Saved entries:
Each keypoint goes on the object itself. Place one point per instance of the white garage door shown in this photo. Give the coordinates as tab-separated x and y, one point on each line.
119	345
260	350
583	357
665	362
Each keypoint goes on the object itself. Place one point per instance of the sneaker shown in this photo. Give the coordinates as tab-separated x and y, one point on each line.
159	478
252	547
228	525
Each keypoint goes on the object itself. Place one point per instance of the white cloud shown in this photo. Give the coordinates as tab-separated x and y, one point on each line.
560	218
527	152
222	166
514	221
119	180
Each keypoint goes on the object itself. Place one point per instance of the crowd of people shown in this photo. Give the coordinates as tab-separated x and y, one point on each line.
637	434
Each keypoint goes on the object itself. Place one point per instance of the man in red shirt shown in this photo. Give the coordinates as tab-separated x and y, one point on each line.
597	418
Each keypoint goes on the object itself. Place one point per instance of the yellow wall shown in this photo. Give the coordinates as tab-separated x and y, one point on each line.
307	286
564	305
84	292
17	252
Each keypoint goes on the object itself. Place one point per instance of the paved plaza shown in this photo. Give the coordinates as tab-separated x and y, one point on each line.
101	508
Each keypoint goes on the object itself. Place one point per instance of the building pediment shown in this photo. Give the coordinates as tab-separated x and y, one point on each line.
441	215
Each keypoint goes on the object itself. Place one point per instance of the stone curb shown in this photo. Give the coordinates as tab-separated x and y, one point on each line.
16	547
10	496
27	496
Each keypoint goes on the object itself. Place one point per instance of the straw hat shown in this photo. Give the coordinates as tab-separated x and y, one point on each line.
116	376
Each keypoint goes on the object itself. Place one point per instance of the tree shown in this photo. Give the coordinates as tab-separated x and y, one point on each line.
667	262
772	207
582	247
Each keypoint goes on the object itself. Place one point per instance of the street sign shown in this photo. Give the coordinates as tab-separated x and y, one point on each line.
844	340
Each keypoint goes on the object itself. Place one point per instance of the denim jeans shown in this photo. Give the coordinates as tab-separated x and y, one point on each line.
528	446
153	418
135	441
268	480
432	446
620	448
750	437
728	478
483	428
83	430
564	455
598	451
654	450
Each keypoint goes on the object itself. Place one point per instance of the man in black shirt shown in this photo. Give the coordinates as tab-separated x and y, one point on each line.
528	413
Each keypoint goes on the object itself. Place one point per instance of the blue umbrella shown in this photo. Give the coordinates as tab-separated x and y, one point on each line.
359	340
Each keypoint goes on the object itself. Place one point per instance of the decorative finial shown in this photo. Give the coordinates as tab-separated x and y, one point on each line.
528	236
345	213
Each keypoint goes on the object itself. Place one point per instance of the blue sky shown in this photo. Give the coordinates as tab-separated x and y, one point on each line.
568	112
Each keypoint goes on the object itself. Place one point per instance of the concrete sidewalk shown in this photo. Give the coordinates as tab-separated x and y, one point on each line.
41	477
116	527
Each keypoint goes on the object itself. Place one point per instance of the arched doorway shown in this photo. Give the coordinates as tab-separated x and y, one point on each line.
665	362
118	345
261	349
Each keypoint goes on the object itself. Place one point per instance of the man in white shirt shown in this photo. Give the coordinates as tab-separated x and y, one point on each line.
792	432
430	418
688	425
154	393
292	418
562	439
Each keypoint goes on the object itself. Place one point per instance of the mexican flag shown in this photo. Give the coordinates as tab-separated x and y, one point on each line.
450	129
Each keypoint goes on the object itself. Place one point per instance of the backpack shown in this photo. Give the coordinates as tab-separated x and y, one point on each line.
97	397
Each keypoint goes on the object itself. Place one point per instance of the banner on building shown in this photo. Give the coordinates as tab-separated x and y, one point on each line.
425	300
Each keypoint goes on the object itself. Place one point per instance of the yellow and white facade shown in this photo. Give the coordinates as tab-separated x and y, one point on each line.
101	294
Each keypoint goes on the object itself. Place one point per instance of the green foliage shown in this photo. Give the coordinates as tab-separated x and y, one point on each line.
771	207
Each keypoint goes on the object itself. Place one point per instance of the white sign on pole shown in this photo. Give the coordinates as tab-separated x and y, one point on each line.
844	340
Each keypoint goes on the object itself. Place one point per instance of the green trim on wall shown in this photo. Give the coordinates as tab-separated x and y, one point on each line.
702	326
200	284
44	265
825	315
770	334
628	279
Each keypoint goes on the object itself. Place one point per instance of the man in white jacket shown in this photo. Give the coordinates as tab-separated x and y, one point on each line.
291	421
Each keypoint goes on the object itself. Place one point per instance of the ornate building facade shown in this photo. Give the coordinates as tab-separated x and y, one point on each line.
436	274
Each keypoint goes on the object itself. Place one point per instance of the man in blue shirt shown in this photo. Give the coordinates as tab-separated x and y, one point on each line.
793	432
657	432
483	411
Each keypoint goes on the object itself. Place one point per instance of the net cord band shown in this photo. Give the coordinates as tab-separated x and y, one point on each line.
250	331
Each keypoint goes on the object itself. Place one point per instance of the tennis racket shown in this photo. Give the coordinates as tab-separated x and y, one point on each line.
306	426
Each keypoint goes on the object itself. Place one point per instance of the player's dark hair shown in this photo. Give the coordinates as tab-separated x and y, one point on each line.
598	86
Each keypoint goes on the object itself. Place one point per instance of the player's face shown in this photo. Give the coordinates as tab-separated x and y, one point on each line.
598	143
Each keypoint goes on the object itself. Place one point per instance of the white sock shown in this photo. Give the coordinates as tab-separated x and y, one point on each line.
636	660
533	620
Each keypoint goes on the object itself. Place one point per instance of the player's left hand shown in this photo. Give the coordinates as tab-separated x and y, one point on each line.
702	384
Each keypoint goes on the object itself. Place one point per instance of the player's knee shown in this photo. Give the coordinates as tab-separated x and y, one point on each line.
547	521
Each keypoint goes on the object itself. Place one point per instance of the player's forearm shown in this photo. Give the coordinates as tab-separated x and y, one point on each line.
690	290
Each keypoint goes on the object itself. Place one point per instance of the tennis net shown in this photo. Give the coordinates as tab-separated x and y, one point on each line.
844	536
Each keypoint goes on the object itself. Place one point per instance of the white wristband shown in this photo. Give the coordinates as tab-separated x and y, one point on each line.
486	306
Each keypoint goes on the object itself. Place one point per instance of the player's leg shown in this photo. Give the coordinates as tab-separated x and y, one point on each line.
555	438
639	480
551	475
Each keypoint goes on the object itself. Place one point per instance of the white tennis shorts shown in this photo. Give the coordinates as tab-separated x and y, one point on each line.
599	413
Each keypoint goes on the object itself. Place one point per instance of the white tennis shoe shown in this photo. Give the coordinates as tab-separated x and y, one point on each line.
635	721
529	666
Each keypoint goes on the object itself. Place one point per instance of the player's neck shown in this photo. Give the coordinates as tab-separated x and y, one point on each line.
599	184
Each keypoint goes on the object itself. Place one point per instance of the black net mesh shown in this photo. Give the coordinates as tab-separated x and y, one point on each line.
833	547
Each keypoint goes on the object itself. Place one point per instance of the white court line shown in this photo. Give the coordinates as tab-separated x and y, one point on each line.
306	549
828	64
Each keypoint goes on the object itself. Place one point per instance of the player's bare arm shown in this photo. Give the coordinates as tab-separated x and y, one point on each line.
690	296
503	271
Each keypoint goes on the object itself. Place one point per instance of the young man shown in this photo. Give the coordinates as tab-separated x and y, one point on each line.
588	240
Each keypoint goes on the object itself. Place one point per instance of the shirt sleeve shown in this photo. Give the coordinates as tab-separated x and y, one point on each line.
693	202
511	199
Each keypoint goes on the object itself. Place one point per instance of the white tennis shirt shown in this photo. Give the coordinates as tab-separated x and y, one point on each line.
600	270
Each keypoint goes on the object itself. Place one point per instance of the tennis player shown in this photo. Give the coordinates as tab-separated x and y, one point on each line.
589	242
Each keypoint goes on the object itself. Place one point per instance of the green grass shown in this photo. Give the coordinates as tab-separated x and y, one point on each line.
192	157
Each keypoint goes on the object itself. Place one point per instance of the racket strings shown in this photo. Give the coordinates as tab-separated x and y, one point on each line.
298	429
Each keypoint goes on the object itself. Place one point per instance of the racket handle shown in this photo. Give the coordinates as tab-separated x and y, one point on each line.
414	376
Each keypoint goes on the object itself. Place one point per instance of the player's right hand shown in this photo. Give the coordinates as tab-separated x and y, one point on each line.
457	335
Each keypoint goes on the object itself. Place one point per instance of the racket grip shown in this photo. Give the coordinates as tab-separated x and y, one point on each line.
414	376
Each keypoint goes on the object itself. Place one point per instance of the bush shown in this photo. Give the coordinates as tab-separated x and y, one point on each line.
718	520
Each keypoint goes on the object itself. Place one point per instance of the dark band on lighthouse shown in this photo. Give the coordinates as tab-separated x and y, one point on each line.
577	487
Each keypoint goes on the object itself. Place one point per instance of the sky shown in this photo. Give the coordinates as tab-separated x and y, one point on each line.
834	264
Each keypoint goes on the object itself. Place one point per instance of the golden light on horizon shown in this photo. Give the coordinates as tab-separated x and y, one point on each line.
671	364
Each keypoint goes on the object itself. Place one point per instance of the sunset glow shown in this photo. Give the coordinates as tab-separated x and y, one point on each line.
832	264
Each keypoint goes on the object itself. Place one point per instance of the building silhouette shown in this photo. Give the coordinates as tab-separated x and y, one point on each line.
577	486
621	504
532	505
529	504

Exercise prompt:
Exactly the lines from the one containing "of the dark" through the final line above, and only those, should be given again.

Solution to this exercise:
Each keypoint goes on the object itself. Place one point per instance of the dark band on lighthouse shown in this photo. Give the coordinates as tab-separated x and y, one point on each line.
577	487
Each keypoint goes on the object itself. Place one point per instance of the sky shown in this photo. Give the coordinates as tab-separated x and y, one point on each line.
834	264
Each keypoint goes on the object itself. Place one point per instance of the golden light on horizon shown in this photo. Give the coordinates as tab-separated x and y, one point on each line.
671	364
Each keypoint goes on the object itself. Place one point per instance of the sunset glow shown in this photo. Give the coordinates as tab-separated x and y, one point on each line.
832	264
Each keypoint goes on the object itself. Place one point per instance of the building silhouette shown in this photo. Give the coordinates as tab-separated x and y, one point on each line.
577	486
621	504
532	505
529	504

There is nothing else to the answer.